- Trecho do documento
────────────────
Ciência e arte de Cesar Lattes

Bruno Ribeiro da Agência Anhangüera - bruno@rac.com.br

Físico gostava de música caipira, mas foi homenageado por Cartola e Carlos Cachaça com o samba Ciência e Arte

O físico Cesar Lattes, morto em Campinas no último 8, esteve próximo de ganhar o prêmio Nobel por duas vezes, mas não ganhou. Teria dito, porém, numa antiga entrevista, que o maior prêmio que poderia ter ganho não era o Nobel, mas o samba-enredo que a Estação Primeira de Mangueira dedicou-lhe no Carnaval de 1947. Ciência e Arte, parceria de Cartola e Carlos Cachaça, ficou em segundo lugar na avenida – num tempo em que a Portela era imbatível –, mas, ao contrário do samba vencedor, teve uma marcante regravação e escapou do esquecimento.

Em 1997, Gilberto Gil gravou Ciência e Arte no álbum Quanta, premiado com o Grammy na categoria World Music. Cesar Lattes, naquela ocasião, escreveu a apresentação do disco e fez a “correção” das letras – a maioria delas cantava, sem muita precisão, as maravilhas da física moderna.

Em uma entrevista concedida à pesquisadora Ana Maria Ribeiro, publicada em O Estado de Minas, Cesar Lattes respondeu uma pergunta sobre as possibilidades de convivência entre ciência e arte: “É difícil. Camões pediu ajuda do engenho e da arte para escrever os Lusíadas, não da ciência. Que eu saiba, a arte embeleza a alma enquanto Pantagruel e Gargantua – em carta quando foi estudar na Sorbonne – disse que ‘a Ciência sem consciência não é outra coisa que não a ruína da alma’. Eu acho que o objeto da arte, quando dado por terminado por seu criador, é definitivo. Porém, todos os resultados científicos são provisórios. Já escrevi para o Gilberto Gil (na apresentação do CD Quanta) que a ciência é a irmã caçula da arte; talvez bastarda”.

Em outra entrevista, esta mais recente, fala ao repórter Eduardo Geraque, da Gazeta Mercantil, sobre suas predileções musicais: “Não gosto de bossa nova. Gosto do Gil e de alguns outros. Ouço bastante música caipira e moda de viola. Ontem, coloquei um disco do Antônio Carlos Brasileiro na vitrola, mas era o Tom Jobim que estava lá. Tirei o disco na hora”.
────────────────
- Itens de dados

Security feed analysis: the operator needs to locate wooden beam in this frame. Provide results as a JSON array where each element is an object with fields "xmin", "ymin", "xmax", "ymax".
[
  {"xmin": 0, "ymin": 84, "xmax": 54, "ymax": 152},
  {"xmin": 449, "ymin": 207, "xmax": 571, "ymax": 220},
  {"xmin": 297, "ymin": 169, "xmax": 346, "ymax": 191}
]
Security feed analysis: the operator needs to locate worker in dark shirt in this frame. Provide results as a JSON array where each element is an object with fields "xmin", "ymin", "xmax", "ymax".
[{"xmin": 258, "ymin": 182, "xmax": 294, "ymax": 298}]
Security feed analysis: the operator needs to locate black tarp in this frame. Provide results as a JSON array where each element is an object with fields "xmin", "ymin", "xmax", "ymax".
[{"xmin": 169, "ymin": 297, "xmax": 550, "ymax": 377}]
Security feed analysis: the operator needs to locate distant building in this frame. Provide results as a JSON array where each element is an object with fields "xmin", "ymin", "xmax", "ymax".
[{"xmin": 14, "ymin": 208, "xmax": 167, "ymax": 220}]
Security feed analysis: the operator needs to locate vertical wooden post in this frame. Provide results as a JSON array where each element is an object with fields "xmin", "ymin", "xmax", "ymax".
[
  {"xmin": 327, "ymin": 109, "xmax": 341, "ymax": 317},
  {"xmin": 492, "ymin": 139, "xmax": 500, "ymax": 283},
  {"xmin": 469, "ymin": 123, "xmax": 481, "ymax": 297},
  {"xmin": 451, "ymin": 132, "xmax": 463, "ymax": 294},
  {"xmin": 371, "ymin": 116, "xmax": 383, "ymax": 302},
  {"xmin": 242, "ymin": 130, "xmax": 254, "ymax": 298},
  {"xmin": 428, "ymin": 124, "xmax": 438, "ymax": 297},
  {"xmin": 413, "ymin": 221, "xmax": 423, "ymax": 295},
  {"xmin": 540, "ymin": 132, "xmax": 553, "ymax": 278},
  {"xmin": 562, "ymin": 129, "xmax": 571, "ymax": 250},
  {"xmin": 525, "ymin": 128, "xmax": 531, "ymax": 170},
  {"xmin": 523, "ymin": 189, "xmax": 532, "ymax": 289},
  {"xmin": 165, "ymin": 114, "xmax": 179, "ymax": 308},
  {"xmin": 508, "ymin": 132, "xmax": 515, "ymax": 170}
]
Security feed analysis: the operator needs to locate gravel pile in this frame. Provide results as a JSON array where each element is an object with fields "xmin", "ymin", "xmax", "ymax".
────────────────
- Sua tarefa
Prossiga com o texto sobre Cesar Lattes a partir do ponto em que ele termina.

- Resposta abaixo
Não é comum que cientistas saiam por aí merecendo homenagens de músicos populares. Ainda mais no Brasil, um País onde a física padece de desconhecimento e falta de incentivos. A homenagem que a Mangueira prestou a Cesar Lattes teve sua razão de ser – e ela não partiu, espontaneamente, da vontade de Cartola e Cachaça. Após o físico brasileiro descobrir e provar a existência da partícula méson pi, seu nome correu o mundo. No Brasil, o ditador Getúlio Vargas soube apropriar-se desse prestígio usando-o a seu favor no discurso ufanista que, desde 1933, passou a pautar as temáticas do carnaval carioca.

A oficialização do carnaval pelo Estado é acusada pelos estudiosos de ser responsável pelo fim da visão crítica e satírica que sempre foi um dos ângulos pitorescos da festa carioca. A idéia de controlar os desfiles partiu do DIP (Departamento de Imprensa e Propaganda) de Vargas, que passou a subvencionar ou premiar as escolas de samba que desfilassem com enredos de cunho nacionalista e condizentes com sua ideologia de ordem e trabalho. Exaltar heróis, políticos e personalidades imediatamente identificadas com a Pátria passou a ser um imperativo no Carnaval.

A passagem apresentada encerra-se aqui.